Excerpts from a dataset
--------------------

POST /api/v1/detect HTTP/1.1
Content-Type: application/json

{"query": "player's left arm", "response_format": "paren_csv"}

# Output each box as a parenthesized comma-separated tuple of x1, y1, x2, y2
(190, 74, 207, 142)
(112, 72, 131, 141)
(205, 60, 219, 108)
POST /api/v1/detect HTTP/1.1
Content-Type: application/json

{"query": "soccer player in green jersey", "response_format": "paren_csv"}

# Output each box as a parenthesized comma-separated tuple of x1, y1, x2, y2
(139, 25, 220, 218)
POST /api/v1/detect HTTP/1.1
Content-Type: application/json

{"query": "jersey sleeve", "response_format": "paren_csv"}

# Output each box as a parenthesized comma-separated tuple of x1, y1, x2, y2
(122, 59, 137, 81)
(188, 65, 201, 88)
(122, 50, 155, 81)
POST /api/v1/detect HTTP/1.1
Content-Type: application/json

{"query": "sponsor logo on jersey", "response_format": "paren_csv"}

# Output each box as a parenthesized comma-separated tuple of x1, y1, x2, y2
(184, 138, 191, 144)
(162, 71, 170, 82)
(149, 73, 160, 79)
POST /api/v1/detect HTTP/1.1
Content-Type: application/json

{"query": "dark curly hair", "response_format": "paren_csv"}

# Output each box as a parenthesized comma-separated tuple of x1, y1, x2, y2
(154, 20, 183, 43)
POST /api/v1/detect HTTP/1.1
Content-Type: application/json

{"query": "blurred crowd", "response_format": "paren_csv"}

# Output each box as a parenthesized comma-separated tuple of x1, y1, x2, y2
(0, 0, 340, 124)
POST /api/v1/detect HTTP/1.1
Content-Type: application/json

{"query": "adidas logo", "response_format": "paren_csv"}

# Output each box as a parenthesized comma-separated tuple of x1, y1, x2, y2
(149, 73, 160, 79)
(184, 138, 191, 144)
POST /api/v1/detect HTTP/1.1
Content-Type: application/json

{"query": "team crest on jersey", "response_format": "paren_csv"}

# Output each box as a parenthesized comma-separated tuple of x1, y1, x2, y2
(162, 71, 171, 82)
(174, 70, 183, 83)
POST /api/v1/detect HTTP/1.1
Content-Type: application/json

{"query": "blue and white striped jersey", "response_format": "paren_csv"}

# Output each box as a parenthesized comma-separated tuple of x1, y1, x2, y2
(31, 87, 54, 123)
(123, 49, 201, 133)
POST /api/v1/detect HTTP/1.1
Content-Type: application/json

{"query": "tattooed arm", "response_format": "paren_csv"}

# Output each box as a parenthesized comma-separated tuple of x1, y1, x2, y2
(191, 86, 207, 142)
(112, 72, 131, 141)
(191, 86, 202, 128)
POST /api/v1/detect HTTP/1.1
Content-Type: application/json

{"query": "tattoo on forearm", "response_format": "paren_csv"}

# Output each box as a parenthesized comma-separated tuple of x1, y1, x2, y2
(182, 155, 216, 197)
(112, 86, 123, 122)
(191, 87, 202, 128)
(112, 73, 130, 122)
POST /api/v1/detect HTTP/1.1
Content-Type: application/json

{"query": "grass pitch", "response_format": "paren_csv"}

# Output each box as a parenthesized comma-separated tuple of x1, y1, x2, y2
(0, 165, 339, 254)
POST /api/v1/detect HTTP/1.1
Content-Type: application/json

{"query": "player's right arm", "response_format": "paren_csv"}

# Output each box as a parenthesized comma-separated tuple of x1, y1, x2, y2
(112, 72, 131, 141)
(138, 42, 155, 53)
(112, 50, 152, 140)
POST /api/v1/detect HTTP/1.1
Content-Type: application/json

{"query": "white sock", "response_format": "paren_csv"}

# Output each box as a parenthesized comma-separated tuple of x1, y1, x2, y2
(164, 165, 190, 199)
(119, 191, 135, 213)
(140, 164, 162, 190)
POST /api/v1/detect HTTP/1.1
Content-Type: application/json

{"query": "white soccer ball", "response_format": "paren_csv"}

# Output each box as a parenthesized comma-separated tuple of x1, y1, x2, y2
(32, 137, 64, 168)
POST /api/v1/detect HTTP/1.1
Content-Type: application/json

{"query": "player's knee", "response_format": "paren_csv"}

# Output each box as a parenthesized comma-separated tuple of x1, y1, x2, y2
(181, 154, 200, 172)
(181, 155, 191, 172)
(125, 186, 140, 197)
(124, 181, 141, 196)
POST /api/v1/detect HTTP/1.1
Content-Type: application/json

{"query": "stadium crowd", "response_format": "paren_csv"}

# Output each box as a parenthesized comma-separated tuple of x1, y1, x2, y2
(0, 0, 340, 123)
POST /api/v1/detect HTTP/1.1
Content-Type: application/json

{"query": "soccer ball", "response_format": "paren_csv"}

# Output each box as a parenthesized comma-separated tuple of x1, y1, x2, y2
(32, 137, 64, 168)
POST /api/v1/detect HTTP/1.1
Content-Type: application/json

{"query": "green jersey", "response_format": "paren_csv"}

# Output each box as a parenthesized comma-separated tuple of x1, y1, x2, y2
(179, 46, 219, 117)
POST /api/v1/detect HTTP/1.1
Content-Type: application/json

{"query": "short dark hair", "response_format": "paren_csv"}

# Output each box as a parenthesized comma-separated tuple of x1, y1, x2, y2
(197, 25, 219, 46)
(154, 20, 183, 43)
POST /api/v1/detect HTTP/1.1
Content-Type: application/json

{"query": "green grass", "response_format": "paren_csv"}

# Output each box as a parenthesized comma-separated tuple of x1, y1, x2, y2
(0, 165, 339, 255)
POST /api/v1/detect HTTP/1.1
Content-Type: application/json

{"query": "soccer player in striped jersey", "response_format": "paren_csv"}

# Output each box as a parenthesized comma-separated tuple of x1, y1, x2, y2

--------------------

= How to complete this task =
Where a line above contains the word "soccer", show that line.

= Response to this task =
{"query": "soccer player in green jersey", "response_format": "paren_csv"}
{"query": "white soccer ball", "response_format": "paren_csv"}
{"query": "soccer ball", "response_format": "paren_csv"}
{"query": "soccer player in striped jersey", "response_format": "paren_csv"}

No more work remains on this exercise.